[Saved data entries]
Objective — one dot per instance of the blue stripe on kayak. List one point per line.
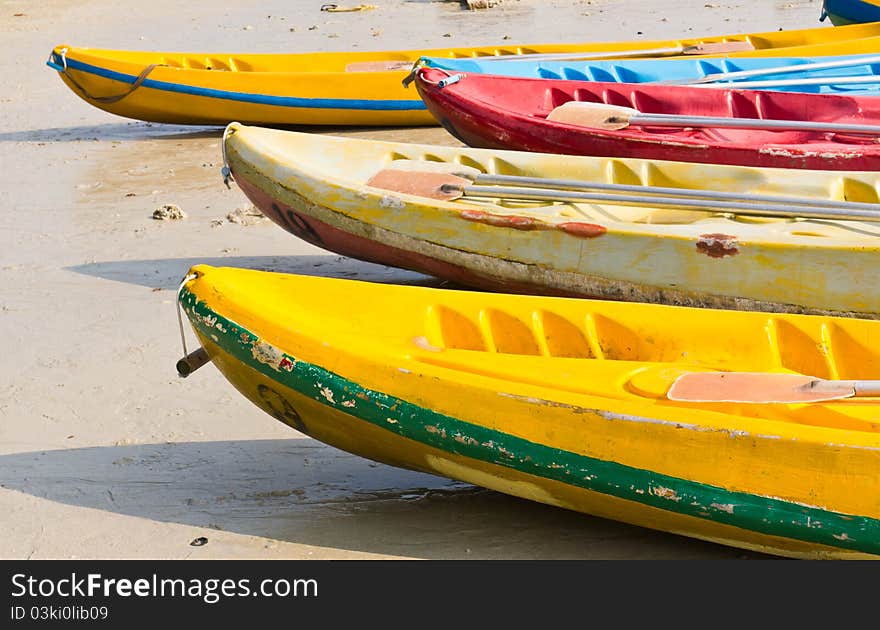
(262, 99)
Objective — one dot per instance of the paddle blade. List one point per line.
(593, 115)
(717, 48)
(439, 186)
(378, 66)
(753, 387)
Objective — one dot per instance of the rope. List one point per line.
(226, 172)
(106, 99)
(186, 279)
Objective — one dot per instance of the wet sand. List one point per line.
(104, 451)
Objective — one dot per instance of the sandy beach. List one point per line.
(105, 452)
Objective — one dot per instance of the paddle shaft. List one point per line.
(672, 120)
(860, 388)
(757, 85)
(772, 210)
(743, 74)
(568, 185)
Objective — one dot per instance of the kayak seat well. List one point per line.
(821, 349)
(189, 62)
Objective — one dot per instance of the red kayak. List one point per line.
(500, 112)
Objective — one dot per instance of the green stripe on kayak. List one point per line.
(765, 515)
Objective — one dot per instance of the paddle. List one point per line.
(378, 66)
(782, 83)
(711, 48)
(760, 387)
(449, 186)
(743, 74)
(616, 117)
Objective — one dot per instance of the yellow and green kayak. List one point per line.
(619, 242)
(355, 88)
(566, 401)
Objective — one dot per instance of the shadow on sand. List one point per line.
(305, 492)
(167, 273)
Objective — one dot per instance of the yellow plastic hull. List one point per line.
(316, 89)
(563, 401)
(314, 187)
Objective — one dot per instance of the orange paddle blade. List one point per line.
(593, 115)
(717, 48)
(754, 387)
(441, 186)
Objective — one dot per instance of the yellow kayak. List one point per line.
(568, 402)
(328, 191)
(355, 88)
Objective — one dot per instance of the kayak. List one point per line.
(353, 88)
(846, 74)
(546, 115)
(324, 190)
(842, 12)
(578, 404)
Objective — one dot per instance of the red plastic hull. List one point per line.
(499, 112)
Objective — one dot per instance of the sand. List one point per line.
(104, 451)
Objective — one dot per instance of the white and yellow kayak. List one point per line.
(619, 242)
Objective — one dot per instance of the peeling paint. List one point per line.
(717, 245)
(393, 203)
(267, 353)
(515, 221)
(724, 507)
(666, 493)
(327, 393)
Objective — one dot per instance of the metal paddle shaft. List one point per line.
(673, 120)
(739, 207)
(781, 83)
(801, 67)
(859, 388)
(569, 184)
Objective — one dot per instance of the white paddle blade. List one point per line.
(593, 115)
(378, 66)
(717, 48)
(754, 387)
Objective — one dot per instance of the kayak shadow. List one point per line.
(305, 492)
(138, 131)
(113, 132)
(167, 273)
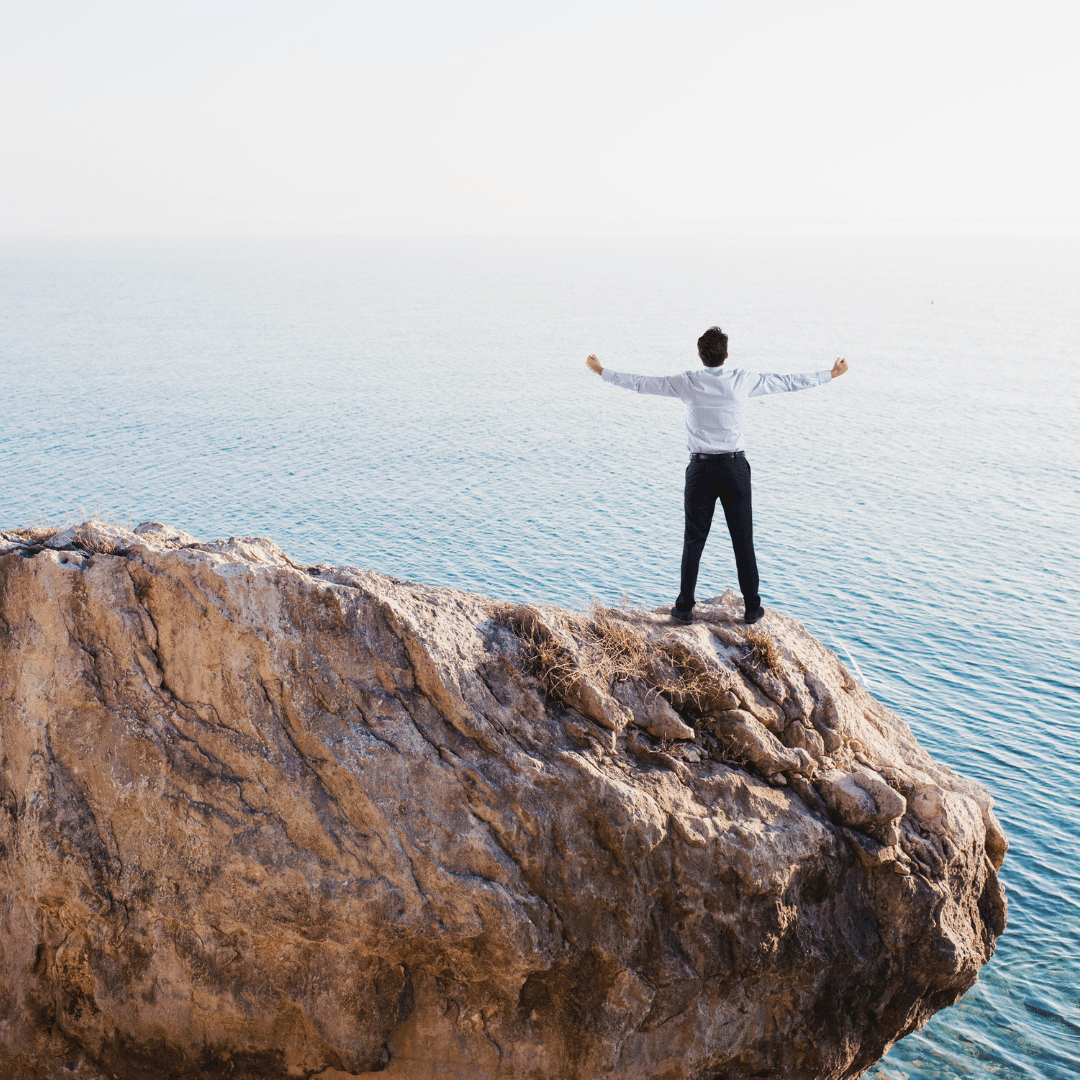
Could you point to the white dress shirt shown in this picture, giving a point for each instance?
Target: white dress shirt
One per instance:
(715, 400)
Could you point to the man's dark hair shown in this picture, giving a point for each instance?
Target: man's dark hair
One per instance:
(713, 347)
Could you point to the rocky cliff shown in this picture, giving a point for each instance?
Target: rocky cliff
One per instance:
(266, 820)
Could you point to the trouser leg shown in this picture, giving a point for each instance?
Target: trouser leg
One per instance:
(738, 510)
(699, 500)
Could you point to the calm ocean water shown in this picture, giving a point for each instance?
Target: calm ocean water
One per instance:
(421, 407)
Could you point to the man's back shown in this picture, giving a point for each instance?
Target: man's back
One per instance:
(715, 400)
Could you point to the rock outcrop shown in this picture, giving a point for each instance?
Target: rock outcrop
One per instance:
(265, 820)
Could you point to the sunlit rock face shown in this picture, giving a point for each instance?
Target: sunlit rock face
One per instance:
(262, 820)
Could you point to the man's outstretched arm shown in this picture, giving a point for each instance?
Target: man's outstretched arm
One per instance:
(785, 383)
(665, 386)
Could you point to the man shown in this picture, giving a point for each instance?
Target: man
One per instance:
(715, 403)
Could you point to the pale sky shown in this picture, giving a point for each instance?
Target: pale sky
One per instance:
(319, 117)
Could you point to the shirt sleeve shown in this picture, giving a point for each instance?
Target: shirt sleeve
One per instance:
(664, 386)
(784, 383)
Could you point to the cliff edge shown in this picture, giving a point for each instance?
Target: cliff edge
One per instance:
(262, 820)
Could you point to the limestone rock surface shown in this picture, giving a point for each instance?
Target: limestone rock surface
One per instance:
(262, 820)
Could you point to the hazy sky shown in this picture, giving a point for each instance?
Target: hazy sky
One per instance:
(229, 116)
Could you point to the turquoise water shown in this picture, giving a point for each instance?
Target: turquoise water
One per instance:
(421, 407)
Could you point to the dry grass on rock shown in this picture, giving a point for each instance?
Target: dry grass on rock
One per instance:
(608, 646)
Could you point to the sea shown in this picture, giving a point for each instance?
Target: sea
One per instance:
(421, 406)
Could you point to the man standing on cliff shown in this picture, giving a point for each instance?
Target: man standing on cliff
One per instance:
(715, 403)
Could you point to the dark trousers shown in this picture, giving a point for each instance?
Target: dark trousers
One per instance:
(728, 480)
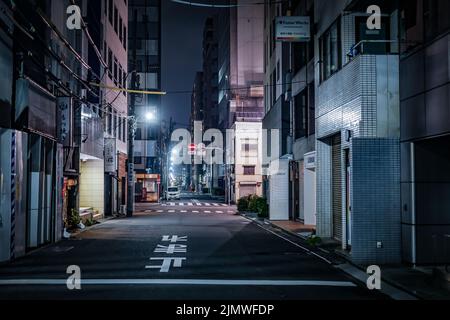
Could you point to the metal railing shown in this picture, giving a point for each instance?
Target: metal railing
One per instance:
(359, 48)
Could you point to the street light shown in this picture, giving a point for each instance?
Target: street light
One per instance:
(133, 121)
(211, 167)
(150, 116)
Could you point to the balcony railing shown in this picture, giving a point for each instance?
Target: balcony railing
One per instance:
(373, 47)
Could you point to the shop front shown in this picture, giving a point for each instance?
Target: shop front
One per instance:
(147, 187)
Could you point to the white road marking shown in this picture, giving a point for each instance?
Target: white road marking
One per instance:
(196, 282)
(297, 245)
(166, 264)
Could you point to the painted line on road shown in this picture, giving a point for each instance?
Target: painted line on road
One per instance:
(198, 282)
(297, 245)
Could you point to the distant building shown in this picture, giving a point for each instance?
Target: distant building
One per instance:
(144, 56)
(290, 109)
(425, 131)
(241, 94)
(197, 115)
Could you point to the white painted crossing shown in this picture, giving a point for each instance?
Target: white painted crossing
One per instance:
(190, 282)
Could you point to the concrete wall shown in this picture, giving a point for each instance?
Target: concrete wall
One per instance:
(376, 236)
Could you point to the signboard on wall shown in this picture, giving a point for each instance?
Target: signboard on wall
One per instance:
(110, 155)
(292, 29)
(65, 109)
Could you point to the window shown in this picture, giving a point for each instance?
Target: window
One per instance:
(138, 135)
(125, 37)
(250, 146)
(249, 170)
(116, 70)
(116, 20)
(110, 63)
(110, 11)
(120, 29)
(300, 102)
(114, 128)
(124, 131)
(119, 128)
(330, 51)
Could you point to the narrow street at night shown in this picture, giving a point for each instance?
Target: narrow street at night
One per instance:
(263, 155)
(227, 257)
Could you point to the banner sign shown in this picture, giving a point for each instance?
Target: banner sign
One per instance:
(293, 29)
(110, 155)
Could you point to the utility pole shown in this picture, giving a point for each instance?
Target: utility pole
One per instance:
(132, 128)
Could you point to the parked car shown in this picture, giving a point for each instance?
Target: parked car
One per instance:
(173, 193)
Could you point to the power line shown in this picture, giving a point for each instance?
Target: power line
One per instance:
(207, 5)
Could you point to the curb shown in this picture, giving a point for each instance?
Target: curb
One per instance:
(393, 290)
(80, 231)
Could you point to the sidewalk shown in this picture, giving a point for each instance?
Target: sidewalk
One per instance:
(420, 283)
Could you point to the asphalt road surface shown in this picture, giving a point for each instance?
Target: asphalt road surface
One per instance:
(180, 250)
==
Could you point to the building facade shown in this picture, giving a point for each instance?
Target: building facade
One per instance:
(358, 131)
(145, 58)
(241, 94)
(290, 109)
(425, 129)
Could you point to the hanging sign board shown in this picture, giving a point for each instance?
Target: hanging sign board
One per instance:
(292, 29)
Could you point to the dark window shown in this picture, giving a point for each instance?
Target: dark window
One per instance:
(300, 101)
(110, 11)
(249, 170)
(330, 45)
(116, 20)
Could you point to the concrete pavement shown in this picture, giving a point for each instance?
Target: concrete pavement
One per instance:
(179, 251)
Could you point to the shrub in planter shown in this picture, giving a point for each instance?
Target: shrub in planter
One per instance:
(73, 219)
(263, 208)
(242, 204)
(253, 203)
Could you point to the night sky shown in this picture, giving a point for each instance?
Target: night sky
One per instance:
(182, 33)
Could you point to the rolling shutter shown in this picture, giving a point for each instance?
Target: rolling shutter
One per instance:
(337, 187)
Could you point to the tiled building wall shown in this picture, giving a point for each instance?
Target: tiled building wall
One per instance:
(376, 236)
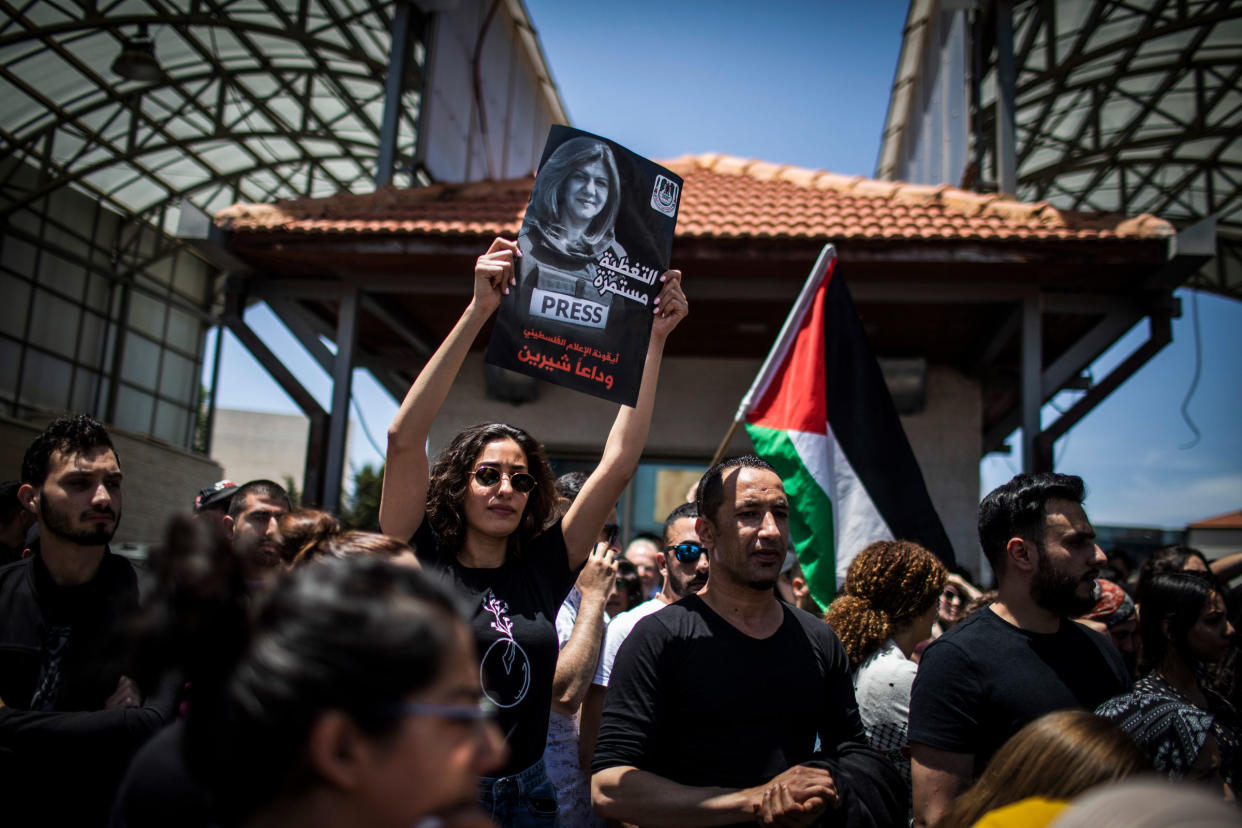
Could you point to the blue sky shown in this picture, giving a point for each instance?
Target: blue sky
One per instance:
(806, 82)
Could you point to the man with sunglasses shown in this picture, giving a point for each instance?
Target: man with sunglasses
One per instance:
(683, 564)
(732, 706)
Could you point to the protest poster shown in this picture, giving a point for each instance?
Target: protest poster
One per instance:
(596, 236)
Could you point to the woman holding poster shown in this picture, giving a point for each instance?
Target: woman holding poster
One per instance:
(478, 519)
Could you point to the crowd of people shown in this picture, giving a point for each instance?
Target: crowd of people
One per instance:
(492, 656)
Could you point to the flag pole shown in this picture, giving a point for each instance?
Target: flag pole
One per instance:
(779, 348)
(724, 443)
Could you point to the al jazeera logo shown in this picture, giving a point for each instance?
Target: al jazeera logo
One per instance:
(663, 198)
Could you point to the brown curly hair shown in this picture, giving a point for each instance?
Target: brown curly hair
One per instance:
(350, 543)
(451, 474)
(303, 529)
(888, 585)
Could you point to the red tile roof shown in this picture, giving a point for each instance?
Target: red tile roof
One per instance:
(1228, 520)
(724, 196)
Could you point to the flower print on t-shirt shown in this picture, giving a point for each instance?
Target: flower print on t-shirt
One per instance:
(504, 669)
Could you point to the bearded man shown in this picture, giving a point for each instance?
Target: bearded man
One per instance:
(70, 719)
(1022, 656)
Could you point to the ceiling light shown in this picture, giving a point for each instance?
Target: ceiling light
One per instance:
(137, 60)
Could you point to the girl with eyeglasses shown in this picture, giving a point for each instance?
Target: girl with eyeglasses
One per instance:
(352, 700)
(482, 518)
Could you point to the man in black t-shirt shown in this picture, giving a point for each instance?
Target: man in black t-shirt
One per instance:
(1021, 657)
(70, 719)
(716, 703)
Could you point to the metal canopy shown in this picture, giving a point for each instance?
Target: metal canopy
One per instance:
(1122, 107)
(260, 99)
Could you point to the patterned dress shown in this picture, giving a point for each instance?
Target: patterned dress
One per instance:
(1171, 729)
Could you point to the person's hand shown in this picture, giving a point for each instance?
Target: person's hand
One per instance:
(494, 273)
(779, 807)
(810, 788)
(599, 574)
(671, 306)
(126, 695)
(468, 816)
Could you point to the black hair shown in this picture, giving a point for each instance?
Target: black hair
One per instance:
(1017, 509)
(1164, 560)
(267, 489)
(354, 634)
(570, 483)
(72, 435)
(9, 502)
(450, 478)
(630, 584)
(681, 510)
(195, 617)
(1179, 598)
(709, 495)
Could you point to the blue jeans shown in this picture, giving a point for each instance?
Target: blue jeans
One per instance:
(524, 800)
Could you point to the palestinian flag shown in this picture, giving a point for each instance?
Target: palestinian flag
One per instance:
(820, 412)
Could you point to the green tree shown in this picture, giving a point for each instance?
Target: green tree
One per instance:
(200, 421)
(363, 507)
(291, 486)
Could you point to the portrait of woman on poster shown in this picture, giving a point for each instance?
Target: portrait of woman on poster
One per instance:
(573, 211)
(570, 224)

## EXERCISE INSTRUCTIONS
From the records above, copy out the line with "Target: protest poster", the line with "Target: girl with eyeglasses", and every line between them, word for word.

## RESPONSE TO THIS TASK
Target: protest poster
One per instance:
(596, 236)
Could you point to the woman holding poster shown in this picture, giving a point for each instance?
Target: woman holding poster
One per instance:
(478, 519)
Could you point to the crowd of people shown in this picture, giving a point for each instance?
Target: crowd of people
One per instance:
(492, 656)
Could you point to the flag pole shown in this picture, giving a point for each instance?
Target: flag pole
One per instance:
(779, 348)
(724, 443)
Could you point to the al jazeera logo shown in this picture, giving a point for each instance?
Target: al jazeera logo
One per instance:
(663, 198)
Could you point to the brown curly hair shown in this picture, giving a point for each instance?
Target: brown curly hair
One per instance:
(350, 543)
(451, 474)
(303, 529)
(888, 585)
Could you point to the red tile roof shown in this picture, giving a point for each instance?
Target: red tile roof
One per instance:
(1228, 520)
(724, 196)
Could you point to the flower print on t-shirt shown in this picture, giving a point for each instance?
Target: flower print on t-shirt
One per instance:
(504, 669)
Could you point to the bearded man shown in this picture, giving a point for each instance?
Target: bearded man
One per instance:
(70, 719)
(1022, 656)
Could you point to the ceiling light shown in this picture, giving a point for each instance?
Target: ceiling light
One per instance:
(137, 60)
Could you point to the girl with eyeglasses shown in this picture, giving a point for each instance?
Target: girl with eyeglasses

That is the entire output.